JOB
Update the lines below so that every occurrence of "dirt ground" reads "bare earth", leaving everything else unchanged.

PROVIDED RECORDS
------------------------------

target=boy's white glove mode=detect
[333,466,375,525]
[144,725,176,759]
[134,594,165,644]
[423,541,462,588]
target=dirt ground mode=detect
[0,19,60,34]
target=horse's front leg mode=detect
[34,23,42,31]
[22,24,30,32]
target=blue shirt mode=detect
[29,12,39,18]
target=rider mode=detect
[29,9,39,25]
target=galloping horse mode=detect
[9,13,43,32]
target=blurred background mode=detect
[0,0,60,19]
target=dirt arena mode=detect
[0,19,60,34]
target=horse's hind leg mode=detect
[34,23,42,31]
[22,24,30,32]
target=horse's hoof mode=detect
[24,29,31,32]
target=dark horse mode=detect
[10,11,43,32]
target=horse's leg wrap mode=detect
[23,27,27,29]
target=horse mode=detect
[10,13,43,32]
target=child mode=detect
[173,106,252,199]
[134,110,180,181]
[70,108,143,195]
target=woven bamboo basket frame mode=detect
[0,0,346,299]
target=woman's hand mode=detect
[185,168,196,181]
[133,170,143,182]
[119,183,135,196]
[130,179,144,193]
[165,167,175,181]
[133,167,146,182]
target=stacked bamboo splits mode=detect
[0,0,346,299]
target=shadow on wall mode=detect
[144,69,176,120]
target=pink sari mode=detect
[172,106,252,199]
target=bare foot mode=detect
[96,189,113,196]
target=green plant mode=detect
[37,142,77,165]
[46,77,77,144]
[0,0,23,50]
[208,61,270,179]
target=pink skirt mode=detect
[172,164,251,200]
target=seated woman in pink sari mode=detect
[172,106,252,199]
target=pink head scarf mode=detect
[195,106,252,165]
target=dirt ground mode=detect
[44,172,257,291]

------------------------------

REPLY
target=boy's white glove mode=detect
[333,466,375,525]
[144,725,176,759]
[134,594,165,644]
[423,541,462,588]
target=bare earth mode=detect
[0,19,60,34]
target=horse's front leg mode=detect
[34,23,42,31]
[22,24,30,32]
target=blue shirt mode=detect
[29,12,39,18]
target=rider mode=detect
[29,9,39,25]
target=galloping horse mode=detect
[9,13,43,32]
target=blurred background mode=detect
[0,0,60,19]
target=dirt arena mode=detect
[0,19,60,34]
target=horse's hind leg mode=detect
[34,23,42,31]
[22,24,30,32]
target=horse's hoof mode=detect
[24,29,31,32]
target=dark horse mode=detect
[10,11,43,32]
target=horse's leg wrap mode=detect
[23,27,27,29]
target=horse mode=detect
[10,13,43,32]
target=child mode=detect
[173,106,252,199]
[134,110,180,181]
[70,108,143,195]
target=woven bamboo basket frame mode=detect
[0,0,346,299]
target=woman's hand mode=detect
[185,168,196,181]
[133,170,143,182]
[119,183,135,196]
[130,179,144,193]
[165,167,175,181]
[133,167,146,182]
target=stacked bamboo splits mode=detect
[0,0,346,299]
target=shadow on wall mode=detect
[144,69,176,120]
target=pink sari mode=detect
[172,106,252,199]
target=bare foot mode=detect
[96,189,113,196]
target=green plant mode=detect
[37,142,77,165]
[46,77,77,144]
[0,0,23,50]
[208,61,270,179]
target=pink skirt mode=detect
[172,164,251,200]
target=seated woman in pink sari mode=detect
[172,106,252,199]
target=pink head scarf mode=detect
[195,106,252,165]
target=bare earth mode=detect
[44,172,257,291]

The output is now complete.